Present exactly, and only, the lines running from the line that contains "Category: forested hillside" through the end of the entries below.

(Stored entries)

╔══

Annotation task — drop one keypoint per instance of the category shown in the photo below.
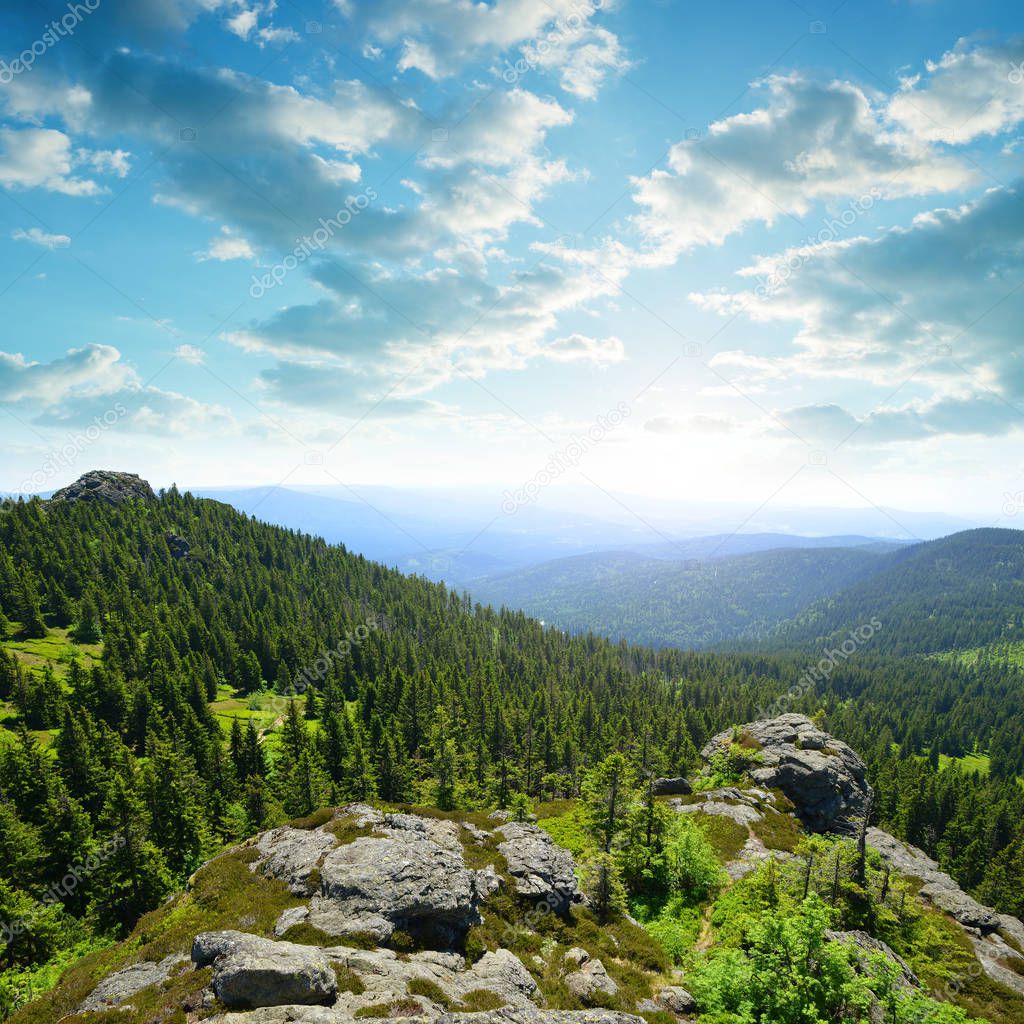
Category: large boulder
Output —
(676, 786)
(865, 946)
(116, 989)
(821, 775)
(540, 869)
(107, 486)
(320, 1015)
(591, 982)
(251, 972)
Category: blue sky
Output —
(423, 242)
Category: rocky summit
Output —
(824, 779)
(364, 911)
(107, 486)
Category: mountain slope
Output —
(684, 604)
(960, 592)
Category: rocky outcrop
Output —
(676, 999)
(249, 971)
(939, 889)
(107, 486)
(404, 872)
(824, 778)
(540, 869)
(986, 930)
(303, 1015)
(677, 786)
(865, 945)
(117, 989)
(591, 982)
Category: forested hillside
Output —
(960, 592)
(178, 676)
(679, 603)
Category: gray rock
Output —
(118, 988)
(739, 813)
(821, 775)
(939, 889)
(107, 486)
(291, 854)
(503, 973)
(672, 786)
(865, 944)
(251, 972)
(540, 869)
(590, 981)
(1000, 962)
(676, 999)
(307, 1015)
(417, 882)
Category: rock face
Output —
(117, 989)
(676, 999)
(541, 870)
(986, 930)
(408, 872)
(938, 887)
(249, 971)
(866, 944)
(678, 786)
(301, 1015)
(824, 778)
(108, 486)
(591, 982)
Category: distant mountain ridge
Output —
(684, 603)
(962, 591)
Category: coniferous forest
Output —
(177, 677)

╚══

Written reply:
Category: forested hillside
Output —
(960, 592)
(178, 676)
(679, 603)
Category: gray rock
Output —
(118, 988)
(739, 813)
(821, 775)
(939, 889)
(107, 486)
(291, 854)
(503, 973)
(672, 786)
(865, 944)
(251, 972)
(540, 869)
(590, 981)
(1000, 962)
(676, 999)
(307, 1015)
(417, 882)
Category: rock face
Output —
(117, 989)
(676, 999)
(541, 870)
(986, 930)
(408, 872)
(938, 887)
(249, 971)
(866, 944)
(678, 786)
(301, 1015)
(824, 778)
(108, 486)
(591, 982)
Category: distant mountain ridge
Output —
(684, 603)
(962, 591)
Category: coniferous forest
Output —
(177, 677)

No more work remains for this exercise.